[[ Records supplied, beginning ]]

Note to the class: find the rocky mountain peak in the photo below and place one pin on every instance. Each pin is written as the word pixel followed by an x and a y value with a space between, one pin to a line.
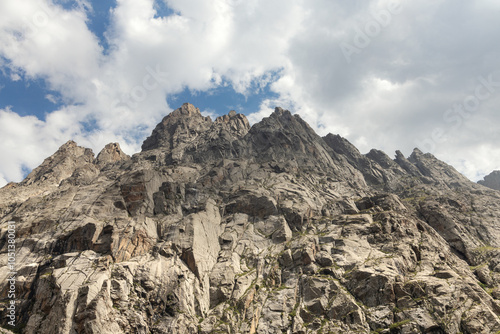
pixel 111 153
pixel 181 126
pixel 217 227
pixel 491 180
pixel 234 123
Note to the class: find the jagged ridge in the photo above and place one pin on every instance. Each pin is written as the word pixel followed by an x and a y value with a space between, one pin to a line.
pixel 219 227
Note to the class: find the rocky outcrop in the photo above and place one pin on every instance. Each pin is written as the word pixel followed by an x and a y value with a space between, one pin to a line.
pixel 216 227
pixel 491 180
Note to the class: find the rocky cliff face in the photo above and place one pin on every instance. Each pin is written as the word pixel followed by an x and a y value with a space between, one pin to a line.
pixel 216 227
pixel 491 180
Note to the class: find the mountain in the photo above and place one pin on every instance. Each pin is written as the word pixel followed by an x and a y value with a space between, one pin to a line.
pixel 219 227
pixel 491 180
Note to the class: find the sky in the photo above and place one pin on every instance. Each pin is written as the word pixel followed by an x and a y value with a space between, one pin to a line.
pixel 385 74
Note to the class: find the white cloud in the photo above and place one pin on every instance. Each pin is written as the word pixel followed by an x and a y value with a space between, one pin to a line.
pixel 391 95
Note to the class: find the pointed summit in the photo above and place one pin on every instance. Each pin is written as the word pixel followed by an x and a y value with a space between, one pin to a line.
pixel 181 126
pixel 110 153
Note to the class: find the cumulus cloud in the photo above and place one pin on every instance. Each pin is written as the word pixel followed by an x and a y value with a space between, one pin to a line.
pixel 383 73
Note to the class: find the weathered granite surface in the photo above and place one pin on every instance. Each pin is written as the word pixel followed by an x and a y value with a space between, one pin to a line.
pixel 219 227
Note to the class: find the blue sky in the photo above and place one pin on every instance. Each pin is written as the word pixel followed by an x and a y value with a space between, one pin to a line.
pixel 385 74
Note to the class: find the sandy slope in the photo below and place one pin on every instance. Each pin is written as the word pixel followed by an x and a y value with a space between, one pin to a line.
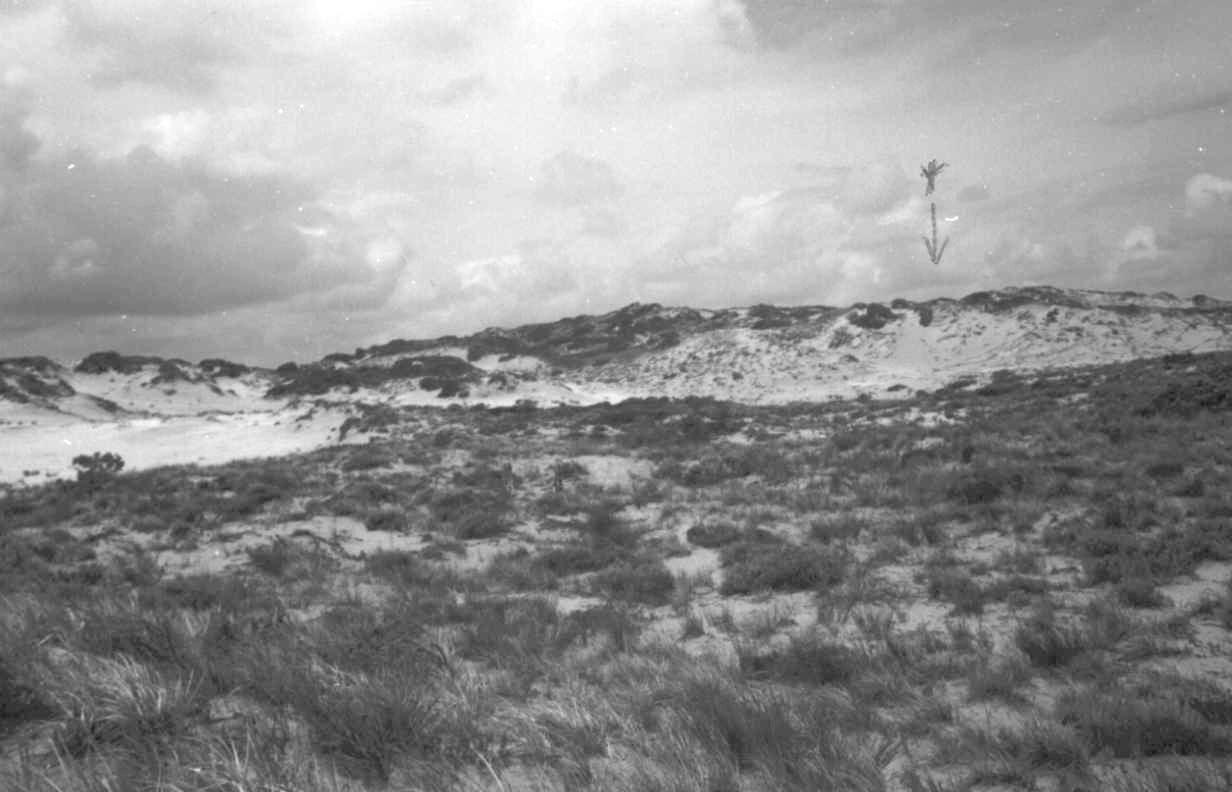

[[ Records supplied, end ]]

Assigned task
The records above are to be duplicated exactly, pictures left out.

Written response
Note to the class: find the rocky mountain peak in the photo below and place one pin on every instance. Each pin is written as the word pixel followed by an x and a y value with a space between, one pin to a line.
pixel 111 153
pixel 181 126
pixel 217 227
pixel 491 180
pixel 234 123
Note to the class: find the jagged ridge in the photo above and place one pin on every instance. Each pin is written as the word pixel followed by an x and a y value with a space between, one pin to a line.
pixel 219 227
Note to the class: find the rocky outcrop in the photo above and place one pin on every instance. Each pin is written as the word pixel followed by an x and a y value with a space between, one pin to a line.
pixel 216 227
pixel 491 180
Note to the class: find the rocky cliff face in the photo above and place one pin on every instance. Each pin is written as the word pixel followed by an x and a y value with a space between, one pin to a line.
pixel 216 227
pixel 491 180
Note to the class: find the mountain in the photo above and place one pin on every instance. Each pin is written as the word pixel followed by an x and a y value with a space between, one pin to a line.
pixel 219 227
pixel 491 180
Note to the class: find the sky in the photo above and place one pin on every instance. Each pin is written as the word pixel followed by an x and a y value with a space between, one pin to a line.
pixel 385 74
Note to the class: find the white cloud in the photo above and place one pin on every instance. Each pin is written as the word pixel followed by an x and a y value with a space between, one pin to a line.
pixel 391 95
Note to the class: find the pointed summit in the photo above and place one pin on every instance. Each pin is written as the word pixel followed by an x and a y value with a space between, one pin to a line.
pixel 181 126
pixel 110 153
Note to the class: find the cumulus cloud in the photo above and place one pin on every instance. Each pin is written as the word pixel followed by an x and a y value with a space between, one pin to a line.
pixel 383 73
Note to the class: find the weathered granite surface in the photo above and place one pin on every instance. Each pin is written as the word pixel followed by an x and a y value with a space between, one pin to a line.
pixel 219 227
Note to the class: find the blue sky in the photo above and place one pin on every instance. Each pin is written as the word pixel followed by an x and a y value with a space between, one pin to a line.
pixel 385 74
Note to the class: find the sandy slope in the photo below and place one pin on every instance. Each pin is written as the word pixel followed by an x and a y value with a space between, one pin to a line.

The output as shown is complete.